**TASK TO CARRY OUT:** Reproduce, without any change, the span of lines from the opening of the records below to the line containing "Where can you see the windshield", inclusive.
____ DATA FOR PROCESSING
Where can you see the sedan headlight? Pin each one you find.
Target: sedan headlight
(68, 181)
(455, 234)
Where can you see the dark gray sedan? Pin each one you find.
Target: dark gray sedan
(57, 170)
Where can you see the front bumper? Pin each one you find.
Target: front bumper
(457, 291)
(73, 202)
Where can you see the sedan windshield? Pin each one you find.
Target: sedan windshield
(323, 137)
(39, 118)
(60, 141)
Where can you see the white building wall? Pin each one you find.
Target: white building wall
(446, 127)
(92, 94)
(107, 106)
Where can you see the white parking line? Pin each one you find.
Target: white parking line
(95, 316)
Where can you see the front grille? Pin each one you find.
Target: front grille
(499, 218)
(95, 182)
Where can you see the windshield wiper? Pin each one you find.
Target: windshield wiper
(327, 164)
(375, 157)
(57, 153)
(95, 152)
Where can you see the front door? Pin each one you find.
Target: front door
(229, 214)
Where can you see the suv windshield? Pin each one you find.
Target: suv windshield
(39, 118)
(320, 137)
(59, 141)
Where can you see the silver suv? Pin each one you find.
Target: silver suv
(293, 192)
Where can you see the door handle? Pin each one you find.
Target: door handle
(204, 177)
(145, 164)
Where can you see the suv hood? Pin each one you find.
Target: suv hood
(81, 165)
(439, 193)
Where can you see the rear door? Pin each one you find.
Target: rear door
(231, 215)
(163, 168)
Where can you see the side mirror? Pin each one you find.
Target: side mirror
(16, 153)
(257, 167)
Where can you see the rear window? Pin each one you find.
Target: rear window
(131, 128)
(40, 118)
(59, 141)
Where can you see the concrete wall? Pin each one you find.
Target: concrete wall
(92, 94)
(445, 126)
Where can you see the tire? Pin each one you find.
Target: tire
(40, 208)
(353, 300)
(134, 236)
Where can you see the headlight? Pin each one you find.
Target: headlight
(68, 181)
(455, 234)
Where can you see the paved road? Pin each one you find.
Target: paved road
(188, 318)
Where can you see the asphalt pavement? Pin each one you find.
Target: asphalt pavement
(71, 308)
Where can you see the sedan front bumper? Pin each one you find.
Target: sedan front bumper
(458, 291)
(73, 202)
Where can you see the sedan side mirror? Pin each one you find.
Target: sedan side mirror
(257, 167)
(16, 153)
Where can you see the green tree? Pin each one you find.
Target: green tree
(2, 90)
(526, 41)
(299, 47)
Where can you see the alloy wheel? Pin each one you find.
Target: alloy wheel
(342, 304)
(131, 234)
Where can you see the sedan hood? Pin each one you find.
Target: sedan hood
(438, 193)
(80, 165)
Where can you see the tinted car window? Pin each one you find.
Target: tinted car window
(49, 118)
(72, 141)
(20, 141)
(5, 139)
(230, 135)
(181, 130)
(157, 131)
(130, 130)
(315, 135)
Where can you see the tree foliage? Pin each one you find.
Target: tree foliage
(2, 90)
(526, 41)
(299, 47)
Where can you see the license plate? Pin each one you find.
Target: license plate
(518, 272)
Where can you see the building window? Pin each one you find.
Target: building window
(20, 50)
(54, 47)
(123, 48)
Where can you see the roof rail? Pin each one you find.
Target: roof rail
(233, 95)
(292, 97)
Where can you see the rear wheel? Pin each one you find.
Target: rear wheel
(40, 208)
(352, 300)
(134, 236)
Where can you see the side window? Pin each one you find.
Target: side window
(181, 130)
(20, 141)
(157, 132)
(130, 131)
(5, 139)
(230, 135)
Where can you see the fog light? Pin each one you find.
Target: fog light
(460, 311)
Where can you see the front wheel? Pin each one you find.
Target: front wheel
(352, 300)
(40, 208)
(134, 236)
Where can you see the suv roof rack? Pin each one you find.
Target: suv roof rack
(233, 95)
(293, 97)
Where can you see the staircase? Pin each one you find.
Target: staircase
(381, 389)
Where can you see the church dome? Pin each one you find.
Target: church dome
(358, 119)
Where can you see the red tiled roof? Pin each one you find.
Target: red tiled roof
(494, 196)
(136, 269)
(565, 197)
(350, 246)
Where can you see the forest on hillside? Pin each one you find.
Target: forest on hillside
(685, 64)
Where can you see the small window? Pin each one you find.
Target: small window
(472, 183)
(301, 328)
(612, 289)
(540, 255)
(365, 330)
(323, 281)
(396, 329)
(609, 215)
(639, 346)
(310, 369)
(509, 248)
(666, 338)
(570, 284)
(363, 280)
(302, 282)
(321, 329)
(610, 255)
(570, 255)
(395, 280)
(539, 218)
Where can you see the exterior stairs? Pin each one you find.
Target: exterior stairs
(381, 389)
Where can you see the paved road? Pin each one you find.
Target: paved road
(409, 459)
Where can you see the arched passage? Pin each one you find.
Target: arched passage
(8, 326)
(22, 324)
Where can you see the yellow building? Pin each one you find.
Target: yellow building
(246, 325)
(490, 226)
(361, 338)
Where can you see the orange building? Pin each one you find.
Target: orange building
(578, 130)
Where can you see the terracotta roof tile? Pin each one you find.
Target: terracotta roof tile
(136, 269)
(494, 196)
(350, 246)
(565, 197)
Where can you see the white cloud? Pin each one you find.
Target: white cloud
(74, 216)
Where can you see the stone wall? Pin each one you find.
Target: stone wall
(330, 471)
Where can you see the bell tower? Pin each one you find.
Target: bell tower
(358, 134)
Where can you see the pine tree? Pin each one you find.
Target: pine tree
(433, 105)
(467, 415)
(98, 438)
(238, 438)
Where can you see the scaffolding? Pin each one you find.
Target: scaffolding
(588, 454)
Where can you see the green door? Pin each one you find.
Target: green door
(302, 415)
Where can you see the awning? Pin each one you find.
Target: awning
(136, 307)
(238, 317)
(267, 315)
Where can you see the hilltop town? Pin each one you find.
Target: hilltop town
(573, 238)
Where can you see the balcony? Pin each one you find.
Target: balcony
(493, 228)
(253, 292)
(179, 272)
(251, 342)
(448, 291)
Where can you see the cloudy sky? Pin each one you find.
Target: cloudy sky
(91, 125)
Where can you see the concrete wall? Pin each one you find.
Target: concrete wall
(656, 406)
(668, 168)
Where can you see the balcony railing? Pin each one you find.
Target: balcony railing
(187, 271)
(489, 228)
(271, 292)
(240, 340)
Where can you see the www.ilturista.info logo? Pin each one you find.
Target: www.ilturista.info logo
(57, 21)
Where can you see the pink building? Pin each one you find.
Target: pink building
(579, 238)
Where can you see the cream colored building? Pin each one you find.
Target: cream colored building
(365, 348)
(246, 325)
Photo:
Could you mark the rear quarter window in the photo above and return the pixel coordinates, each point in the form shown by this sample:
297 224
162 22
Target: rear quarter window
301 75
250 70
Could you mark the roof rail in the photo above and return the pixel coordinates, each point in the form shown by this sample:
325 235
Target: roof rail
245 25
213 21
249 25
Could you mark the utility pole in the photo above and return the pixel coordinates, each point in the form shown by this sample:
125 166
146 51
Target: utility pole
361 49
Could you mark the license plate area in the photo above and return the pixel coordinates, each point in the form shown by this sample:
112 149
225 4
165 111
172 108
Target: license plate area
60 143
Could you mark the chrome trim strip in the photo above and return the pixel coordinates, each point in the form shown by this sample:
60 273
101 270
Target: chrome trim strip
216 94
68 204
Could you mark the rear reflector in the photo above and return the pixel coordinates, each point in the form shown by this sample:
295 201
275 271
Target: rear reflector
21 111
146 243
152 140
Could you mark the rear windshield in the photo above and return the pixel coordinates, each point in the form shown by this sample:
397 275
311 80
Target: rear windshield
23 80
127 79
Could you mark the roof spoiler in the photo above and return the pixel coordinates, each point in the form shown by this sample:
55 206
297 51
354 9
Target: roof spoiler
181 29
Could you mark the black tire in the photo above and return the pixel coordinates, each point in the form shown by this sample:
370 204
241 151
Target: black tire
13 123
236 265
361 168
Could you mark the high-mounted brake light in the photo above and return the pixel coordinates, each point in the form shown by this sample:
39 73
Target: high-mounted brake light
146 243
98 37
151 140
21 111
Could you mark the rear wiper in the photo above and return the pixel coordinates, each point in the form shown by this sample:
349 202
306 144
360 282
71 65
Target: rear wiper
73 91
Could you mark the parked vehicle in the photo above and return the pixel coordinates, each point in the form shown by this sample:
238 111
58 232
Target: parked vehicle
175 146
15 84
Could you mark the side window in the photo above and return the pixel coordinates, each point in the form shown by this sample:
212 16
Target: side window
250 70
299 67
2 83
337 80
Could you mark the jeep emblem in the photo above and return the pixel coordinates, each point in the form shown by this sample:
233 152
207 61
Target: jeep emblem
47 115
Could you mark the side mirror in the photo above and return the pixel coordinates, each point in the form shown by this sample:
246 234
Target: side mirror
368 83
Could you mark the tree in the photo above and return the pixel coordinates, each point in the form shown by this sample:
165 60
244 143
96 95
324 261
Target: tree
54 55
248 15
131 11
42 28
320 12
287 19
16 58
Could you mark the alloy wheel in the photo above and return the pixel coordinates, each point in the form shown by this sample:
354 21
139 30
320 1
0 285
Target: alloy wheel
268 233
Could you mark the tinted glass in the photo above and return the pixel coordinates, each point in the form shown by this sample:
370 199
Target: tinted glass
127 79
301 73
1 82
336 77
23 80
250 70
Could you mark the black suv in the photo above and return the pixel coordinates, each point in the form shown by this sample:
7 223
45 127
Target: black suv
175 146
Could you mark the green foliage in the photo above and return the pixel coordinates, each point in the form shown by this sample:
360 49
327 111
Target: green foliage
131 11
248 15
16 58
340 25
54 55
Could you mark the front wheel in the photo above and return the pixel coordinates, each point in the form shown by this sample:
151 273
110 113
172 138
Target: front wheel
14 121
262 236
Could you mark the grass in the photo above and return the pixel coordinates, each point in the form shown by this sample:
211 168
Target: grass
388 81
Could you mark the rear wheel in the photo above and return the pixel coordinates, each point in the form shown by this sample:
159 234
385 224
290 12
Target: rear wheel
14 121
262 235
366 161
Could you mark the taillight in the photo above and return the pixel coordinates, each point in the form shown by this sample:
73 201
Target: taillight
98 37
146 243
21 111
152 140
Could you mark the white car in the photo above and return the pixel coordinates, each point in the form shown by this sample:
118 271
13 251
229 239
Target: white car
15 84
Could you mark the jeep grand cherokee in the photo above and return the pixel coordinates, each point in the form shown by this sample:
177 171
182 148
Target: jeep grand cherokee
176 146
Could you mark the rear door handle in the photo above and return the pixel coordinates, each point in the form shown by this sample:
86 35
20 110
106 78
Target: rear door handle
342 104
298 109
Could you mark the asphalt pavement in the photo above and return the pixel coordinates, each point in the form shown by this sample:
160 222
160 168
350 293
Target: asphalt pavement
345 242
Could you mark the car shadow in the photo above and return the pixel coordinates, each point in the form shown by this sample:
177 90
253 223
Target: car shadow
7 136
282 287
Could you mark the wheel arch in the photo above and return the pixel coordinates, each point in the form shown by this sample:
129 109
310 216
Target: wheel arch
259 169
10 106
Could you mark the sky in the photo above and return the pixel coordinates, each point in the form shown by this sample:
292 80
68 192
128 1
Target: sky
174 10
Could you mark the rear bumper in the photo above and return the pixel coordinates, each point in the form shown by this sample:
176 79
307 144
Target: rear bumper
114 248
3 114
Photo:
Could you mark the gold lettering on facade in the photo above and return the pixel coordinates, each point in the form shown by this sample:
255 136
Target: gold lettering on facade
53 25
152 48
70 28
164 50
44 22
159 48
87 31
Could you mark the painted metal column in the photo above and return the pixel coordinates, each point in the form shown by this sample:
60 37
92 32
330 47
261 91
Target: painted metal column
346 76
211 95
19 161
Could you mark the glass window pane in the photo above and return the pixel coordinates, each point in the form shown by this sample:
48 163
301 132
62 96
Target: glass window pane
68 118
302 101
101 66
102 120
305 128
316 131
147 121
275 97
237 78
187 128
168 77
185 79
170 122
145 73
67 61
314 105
________
**RESPONSE:**
Where can you see the sedan headlight? Pin each one you find.
Target: sedan headlight
(68, 181)
(455, 234)
Where can you see the dark gray sedan? Pin each one you find.
Target: dark gray sedan
(57, 170)
Where can you see the front bumper? Pin each one you find.
Target: front bumper
(457, 291)
(73, 202)
Where can you see the sedan windshield? Pin each one you find.
Target: sedan windshield
(323, 137)
(39, 118)
(60, 141)
Where can you see the white building wall? Pin each one you find.
Target: white building wall
(446, 127)
(92, 94)
(107, 106)
Where can you see the white parking line? Pin each one you find.
Target: white parking line
(95, 316)
Where can you see the front grille? Pin each one you find.
Target: front grille
(499, 218)
(95, 182)
Where can you see the windshield wiper? Pin each one you find.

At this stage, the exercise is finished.